Images for object localization
===

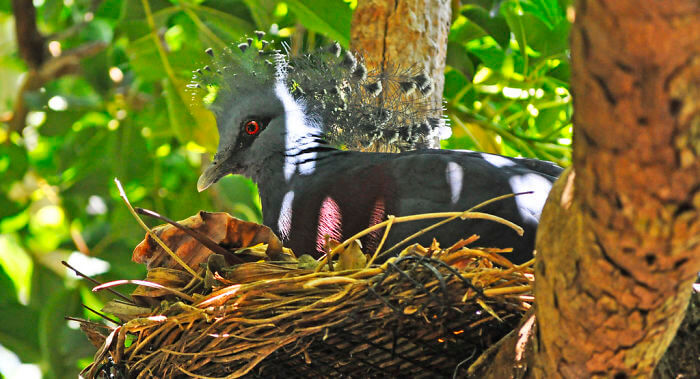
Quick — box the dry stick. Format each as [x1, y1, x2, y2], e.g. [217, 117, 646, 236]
[315, 211, 521, 273]
[134, 207, 245, 263]
[82, 303, 122, 325]
[62, 260, 134, 303]
[93, 279, 195, 303]
[482, 286, 532, 297]
[379, 192, 530, 259]
[314, 193, 529, 273]
[114, 178, 202, 280]
[65, 317, 114, 330]
[366, 215, 395, 267]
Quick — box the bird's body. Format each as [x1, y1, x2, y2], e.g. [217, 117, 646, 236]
[194, 35, 563, 264]
[255, 148, 560, 263]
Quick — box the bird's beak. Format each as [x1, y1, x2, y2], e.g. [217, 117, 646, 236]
[197, 161, 229, 192]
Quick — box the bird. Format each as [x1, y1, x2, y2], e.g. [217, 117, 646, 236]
[192, 33, 563, 265]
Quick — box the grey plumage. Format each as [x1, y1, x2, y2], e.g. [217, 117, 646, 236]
[191, 38, 449, 152]
[192, 37, 563, 263]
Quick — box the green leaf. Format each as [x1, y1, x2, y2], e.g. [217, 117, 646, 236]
[285, 0, 351, 47]
[79, 19, 114, 43]
[117, 0, 173, 25]
[446, 42, 475, 81]
[163, 77, 218, 152]
[127, 32, 205, 82]
[0, 303, 41, 362]
[536, 104, 566, 133]
[0, 199, 24, 228]
[547, 60, 571, 83]
[0, 143, 28, 186]
[449, 18, 487, 43]
[531, 0, 564, 25]
[29, 264, 64, 310]
[0, 263, 18, 305]
[558, 0, 573, 12]
[443, 69, 470, 100]
[502, 1, 548, 58]
[116, 1, 178, 41]
[241, 0, 277, 30]
[217, 175, 262, 222]
[502, 1, 568, 61]
[461, 5, 510, 48]
[0, 209, 29, 233]
[126, 36, 168, 81]
[468, 43, 506, 70]
[39, 287, 84, 378]
[188, 4, 254, 42]
[541, 20, 570, 57]
[42, 0, 64, 29]
[96, 0, 125, 20]
[42, 109, 87, 137]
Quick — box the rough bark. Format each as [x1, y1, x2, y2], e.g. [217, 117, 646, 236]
[350, 0, 452, 147]
[654, 290, 700, 378]
[12, 0, 46, 69]
[466, 0, 700, 377]
[534, 0, 700, 377]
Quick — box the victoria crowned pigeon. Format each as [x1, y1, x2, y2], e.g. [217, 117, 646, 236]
[193, 33, 563, 264]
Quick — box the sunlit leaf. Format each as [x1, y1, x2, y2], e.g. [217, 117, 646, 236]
[461, 5, 510, 48]
[163, 77, 218, 152]
[188, 3, 254, 42]
[285, 0, 352, 47]
[450, 17, 487, 43]
[502, 1, 549, 60]
[468, 42, 506, 71]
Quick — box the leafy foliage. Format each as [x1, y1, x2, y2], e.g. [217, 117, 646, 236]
[0, 0, 570, 376]
[444, 0, 572, 164]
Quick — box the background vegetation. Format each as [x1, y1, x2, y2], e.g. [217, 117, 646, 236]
[0, 0, 572, 376]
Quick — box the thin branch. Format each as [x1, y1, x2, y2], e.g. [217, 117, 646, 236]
[11, 0, 45, 69]
[114, 178, 203, 280]
[93, 279, 195, 303]
[82, 304, 122, 325]
[62, 260, 135, 304]
[315, 205, 524, 273]
[378, 192, 528, 258]
[8, 41, 107, 134]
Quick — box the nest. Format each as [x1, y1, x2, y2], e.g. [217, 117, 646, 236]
[78, 194, 534, 378]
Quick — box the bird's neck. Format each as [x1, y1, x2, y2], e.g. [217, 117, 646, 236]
[253, 139, 340, 238]
[251, 79, 349, 236]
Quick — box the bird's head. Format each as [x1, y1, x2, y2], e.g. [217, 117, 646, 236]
[194, 34, 307, 191]
[195, 77, 288, 192]
[193, 33, 451, 191]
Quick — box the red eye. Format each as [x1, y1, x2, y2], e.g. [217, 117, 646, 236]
[244, 120, 260, 135]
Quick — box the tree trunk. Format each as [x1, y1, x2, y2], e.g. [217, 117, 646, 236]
[350, 0, 452, 147]
[469, 0, 700, 377]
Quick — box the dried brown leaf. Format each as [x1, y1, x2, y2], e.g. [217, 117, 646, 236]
[132, 211, 283, 270]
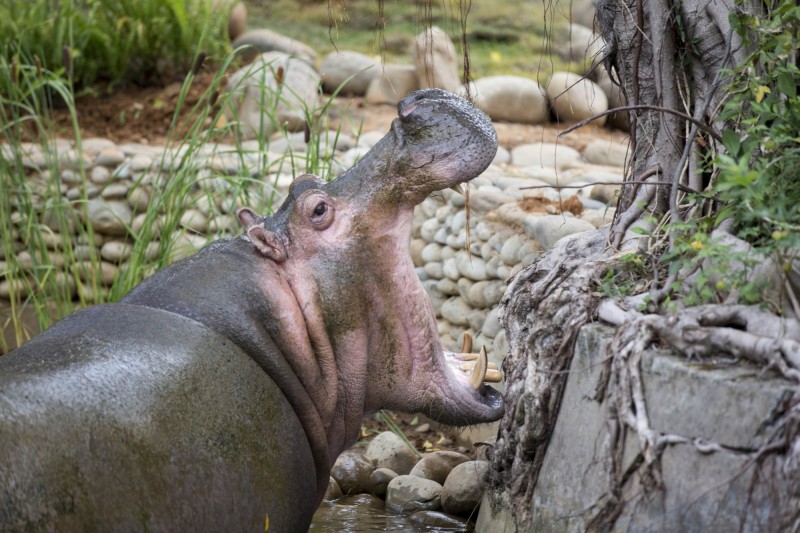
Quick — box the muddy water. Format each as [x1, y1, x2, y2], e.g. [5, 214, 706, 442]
[309, 497, 471, 532]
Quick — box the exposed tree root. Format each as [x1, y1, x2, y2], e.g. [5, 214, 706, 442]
[587, 300, 800, 530]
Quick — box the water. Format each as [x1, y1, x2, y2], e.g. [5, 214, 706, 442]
[309, 496, 472, 532]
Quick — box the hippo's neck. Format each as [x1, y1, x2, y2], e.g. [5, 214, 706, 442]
[120, 238, 332, 501]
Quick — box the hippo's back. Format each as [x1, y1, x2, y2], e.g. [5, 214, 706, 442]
[0, 304, 316, 532]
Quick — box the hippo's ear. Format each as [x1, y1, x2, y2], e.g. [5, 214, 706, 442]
[246, 226, 287, 263]
[236, 207, 261, 228]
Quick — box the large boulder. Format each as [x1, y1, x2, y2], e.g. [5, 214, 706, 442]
[546, 71, 608, 126]
[461, 76, 549, 125]
[226, 51, 321, 140]
[232, 29, 317, 63]
[413, 27, 461, 92]
[320, 51, 379, 96]
[366, 64, 420, 105]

===

◆ **WHAT TO DO**:
With the line containing "Quick — box the hippo's back." as the first, output each line through the final line of the entries above, exactly.

◆ **EXERCISE ANSWER**:
Quick — box the hippo's back. Format each as [x1, y1, x2, y2], e.g. [5, 214, 706, 442]
[0, 304, 316, 532]
Quick — box the hippo's ear. Format each as [x1, y1, x2, y2], e.g. [5, 214, 706, 442]
[246, 226, 287, 263]
[236, 207, 261, 228]
Quick — box the large boulder. Format each as [x1, y1, x2, y2], e.g. [5, 214, 706, 442]
[546, 71, 608, 126]
[461, 76, 549, 125]
[226, 51, 321, 140]
[232, 29, 317, 63]
[413, 27, 461, 92]
[320, 51, 379, 96]
[366, 64, 420, 105]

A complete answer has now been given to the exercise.